— START —

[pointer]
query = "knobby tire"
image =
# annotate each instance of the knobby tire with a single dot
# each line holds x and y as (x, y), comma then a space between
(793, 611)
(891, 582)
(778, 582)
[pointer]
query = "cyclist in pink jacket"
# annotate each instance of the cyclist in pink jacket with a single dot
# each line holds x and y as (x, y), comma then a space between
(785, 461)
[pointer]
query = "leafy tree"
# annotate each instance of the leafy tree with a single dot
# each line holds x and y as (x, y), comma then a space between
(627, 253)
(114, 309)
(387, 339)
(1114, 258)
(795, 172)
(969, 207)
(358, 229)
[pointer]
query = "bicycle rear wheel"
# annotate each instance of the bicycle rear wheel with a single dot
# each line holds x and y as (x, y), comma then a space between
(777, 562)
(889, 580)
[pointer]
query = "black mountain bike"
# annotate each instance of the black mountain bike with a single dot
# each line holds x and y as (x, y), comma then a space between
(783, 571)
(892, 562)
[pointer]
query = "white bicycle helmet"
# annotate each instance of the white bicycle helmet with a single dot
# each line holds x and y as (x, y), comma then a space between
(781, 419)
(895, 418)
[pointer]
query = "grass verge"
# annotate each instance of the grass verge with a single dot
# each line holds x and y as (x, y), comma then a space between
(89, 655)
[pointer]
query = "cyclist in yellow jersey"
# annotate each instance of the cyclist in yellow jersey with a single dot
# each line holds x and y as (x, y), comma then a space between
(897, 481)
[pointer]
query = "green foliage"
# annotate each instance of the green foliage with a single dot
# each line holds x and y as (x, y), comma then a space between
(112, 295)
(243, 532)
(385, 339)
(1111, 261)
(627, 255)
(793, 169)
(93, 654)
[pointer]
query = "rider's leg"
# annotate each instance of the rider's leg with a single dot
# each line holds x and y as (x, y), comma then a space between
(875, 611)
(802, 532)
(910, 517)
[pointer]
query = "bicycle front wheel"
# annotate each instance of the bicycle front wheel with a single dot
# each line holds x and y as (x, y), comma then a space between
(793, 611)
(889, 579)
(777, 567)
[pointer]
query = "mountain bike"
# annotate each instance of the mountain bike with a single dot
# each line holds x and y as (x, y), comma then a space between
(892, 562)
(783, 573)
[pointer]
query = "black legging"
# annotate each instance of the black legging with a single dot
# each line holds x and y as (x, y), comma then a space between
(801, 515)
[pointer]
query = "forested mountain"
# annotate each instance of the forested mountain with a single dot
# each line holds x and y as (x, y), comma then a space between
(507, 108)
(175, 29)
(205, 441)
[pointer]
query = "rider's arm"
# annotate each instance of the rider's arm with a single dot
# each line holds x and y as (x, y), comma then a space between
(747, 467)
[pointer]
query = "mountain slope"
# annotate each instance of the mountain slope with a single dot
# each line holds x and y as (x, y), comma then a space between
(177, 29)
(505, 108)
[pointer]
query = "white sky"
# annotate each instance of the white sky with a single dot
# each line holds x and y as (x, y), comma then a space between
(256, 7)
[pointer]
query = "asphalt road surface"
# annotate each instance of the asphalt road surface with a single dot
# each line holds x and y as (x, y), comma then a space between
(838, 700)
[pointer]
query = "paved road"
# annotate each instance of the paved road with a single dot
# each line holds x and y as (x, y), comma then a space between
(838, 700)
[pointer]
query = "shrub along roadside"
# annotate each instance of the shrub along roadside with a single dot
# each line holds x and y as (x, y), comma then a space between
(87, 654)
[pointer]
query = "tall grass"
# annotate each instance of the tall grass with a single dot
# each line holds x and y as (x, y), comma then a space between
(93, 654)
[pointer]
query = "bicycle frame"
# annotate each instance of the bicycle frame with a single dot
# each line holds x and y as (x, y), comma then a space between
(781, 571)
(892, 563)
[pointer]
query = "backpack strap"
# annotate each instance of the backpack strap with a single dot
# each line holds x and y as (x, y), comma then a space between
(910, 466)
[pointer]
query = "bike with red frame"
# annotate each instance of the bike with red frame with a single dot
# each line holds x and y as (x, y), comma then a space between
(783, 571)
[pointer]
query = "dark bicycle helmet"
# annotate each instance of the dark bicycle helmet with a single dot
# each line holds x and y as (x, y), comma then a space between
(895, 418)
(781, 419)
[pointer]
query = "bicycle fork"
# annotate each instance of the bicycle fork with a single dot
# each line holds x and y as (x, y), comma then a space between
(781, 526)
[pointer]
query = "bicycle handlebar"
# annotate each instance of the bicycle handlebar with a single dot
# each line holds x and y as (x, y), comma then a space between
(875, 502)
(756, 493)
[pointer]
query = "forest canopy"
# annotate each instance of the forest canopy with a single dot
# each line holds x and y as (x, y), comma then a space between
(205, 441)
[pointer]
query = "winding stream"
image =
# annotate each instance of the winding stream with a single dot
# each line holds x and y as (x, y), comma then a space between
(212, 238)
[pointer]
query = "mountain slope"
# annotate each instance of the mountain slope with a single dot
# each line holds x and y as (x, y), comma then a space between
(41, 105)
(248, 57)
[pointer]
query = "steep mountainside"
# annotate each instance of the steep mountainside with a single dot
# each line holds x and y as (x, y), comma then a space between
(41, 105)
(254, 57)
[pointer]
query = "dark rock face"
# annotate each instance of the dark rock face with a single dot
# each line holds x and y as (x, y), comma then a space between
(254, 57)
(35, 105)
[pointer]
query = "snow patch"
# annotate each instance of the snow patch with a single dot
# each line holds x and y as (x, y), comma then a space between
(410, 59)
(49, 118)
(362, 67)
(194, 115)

— END —

=== YOUR TASK ===
Retype the listing above in full, with no alterations.

=== RESPONSE ===
[pointer]
query = "knobby tire"
image =
# annotate each instance of the knobby tire with a single dot
# each line holds x and y as (x, y), comma then a space between
(793, 611)
(891, 582)
(778, 582)
[pointer]
query = "cyclist in pink jacket"
# annotate each instance of the cyclist in pink jacket with a single dot
# each line holds x and y as (x, y), comma then a space between
(785, 461)
[pointer]
query = "leafy tree"
# annotate each instance of the leafy tree with a single dot
# each line holds x and y as (x, y), comma then a space between
(627, 253)
(114, 309)
(387, 339)
(1114, 258)
(795, 172)
(969, 207)
(358, 229)
[pointer]
query = "bicycle rear wheel"
# annotate each instance of the bicycle rear wheel with a single dot
# each line holds x and y as (x, y), comma then a space between
(777, 562)
(889, 580)
[pointer]
query = "black mountain bike"
# annotate each instance of the black mountain bike with a single dot
# each line holds x and y as (x, y), comma then a space between
(783, 571)
(892, 562)
[pointer]
query = "white bicycle helmet"
# annotate each instance of the white bicycle helmet with a single dot
# each line holds x and y as (x, y), comma then a space between
(781, 419)
(895, 418)
[pointer]
query = "grass verge"
# annotate each instance of the grass verge with a single dot
# each line holds x and y as (x, y), comma then a space between
(89, 655)
[pointer]
query = "cyclist in yellow jersey"
# annotate each instance of the cyclist in yellow jersey with a single dot
# each line holds x and y as (x, y), comma then a space between
(897, 481)
[pointer]
query = "green foliage"
# annotate each instance of the green foliage with a single dot
# each line holds x and y as (x, y), comma then a space between
(112, 295)
(243, 532)
(385, 339)
(1111, 261)
(627, 255)
(793, 169)
(93, 654)
[pointer]
query = "rider's leg"
# annotate each instance of the rider's leg with a single dot
# each line holds x and y as (x, y), comma then a space between
(875, 611)
(802, 532)
(910, 517)
[pointer]
query = "bicycle front wheel"
# annotate each instance of the bicycle front wheel with a single dot
# each line holds x and y as (x, y), comma then a space between
(793, 611)
(889, 579)
(777, 567)
[pointer]
query = "mountain bike"
# annotate each instance of the mountain bike with a single dot
# each line holds x and y as (x, y), comma then a space between
(892, 562)
(783, 573)
[pointer]
query = "black legging"
# annotate each instance of the black legging with a single dot
# each line holds x and y as (x, y), comma then a space between
(801, 515)
[pointer]
query = "forested mountain"
# annotate each instance of the forested mountain with a single dot
# each line holds x and y as (x, y), comma then a space between
(507, 108)
(175, 29)
(205, 441)
[pointer]
query = "rider's arm"
# annotate each instance of the rider's arm with a single dot
# each line holds x and y as (x, y), comma then a space between
(747, 467)
[pointer]
query = "mountain slope"
# annotate each instance of the mountain slope with a single dot
# each line holds x and y as (x, y), comma then a space between
(177, 29)
(505, 108)
[pointer]
query = "white sky"
# annotate each instance of the white sky with a single dot
# each line holds x and y as (x, y), comma then a space between
(256, 7)
[pointer]
query = "asphalt road surface"
# annotate each instance of the asphalt road surface with a single dot
# each line holds x and y as (x, y), comma then a space between
(838, 700)
[pointer]
query = "paved road"
# annotate each instance of the paved road with a single dot
# each line holds x and y as (x, y), comma then a space between
(838, 700)
[pointer]
query = "shrub along roadside"
# annotate each instance of the shrub along roadside with a single dot
# each line holds x and y as (x, y), comma then a space between
(87, 654)
[pointer]
query = "tall grass"
# annotate each instance of the tall grass with a single dot
# each line holds x and y as (x, y), comma then a space between
(93, 654)
[pointer]
query = "bicycle frame"
# annotate each instance of the bicycle frame with a single dot
# each line holds x and y as (x, y), comma then a space between
(781, 571)
(892, 563)
[pointer]
query = "backpack strap"
# annotate each instance of the backpack strap with a single dot
# each line holds x and y as (x, y), comma then a space between
(910, 466)
[pointer]
query = "bike with red frame"
# annotate each instance of the bike with red frame with a single dot
# each line holds x and y as (x, y), comma then a space between
(783, 571)
[pointer]
query = "dark bicycle helmet"
# annotate each instance of the dark bicycle helmet with a single dot
# each line holds x and y as (x, y), comma then a space between
(895, 418)
(781, 419)
[pointer]
query = "bicycle fork"
# annotate each instance of the bicycle fork with a single dot
# each line holds x and y as (x, y), comma then a space between
(781, 526)
[pointer]
query = "bicycle handlebar"
# annotate each instance of the bicycle handlebar with a single dot
# each line holds x and y as (x, y), comma then a space between
(875, 502)
(756, 493)
[pointer]
query = "forest canopy"
# annotate each instance of the forest canopy with a single dot
# each line holds x and y as (x, y), comma then a space between
(205, 441)
[pointer]
query = "winding stream"
image =
# annotate each instance of the winding stream with a single dot
# each line holds x and y as (x, y), comma then a space between
(212, 238)
[pointer]
query = "mountain slope"
# annotate each instance of the mountain slope with a single dot
# each line holds x and y as (x, y), comma then a space between
(41, 105)
(248, 57)
[pointer]
query = "steep mountainside"
# annotate each instance of the steep mountainside with a single dot
# each line holds x and y as (x, y), comma then a space between
(41, 105)
(254, 57)
[pointer]
query = "dark rock face"
# annotate each instance of the dark rock face with a single dot
# each line holds x and y as (x, y), comma then a space between
(254, 57)
(35, 105)
[pointer]
query = "snow patch"
# annotate each instance of the snow patch with a single dot
# each line holds x and y as (x, y), comma then a space between
(410, 59)
(49, 118)
(362, 67)
(194, 115)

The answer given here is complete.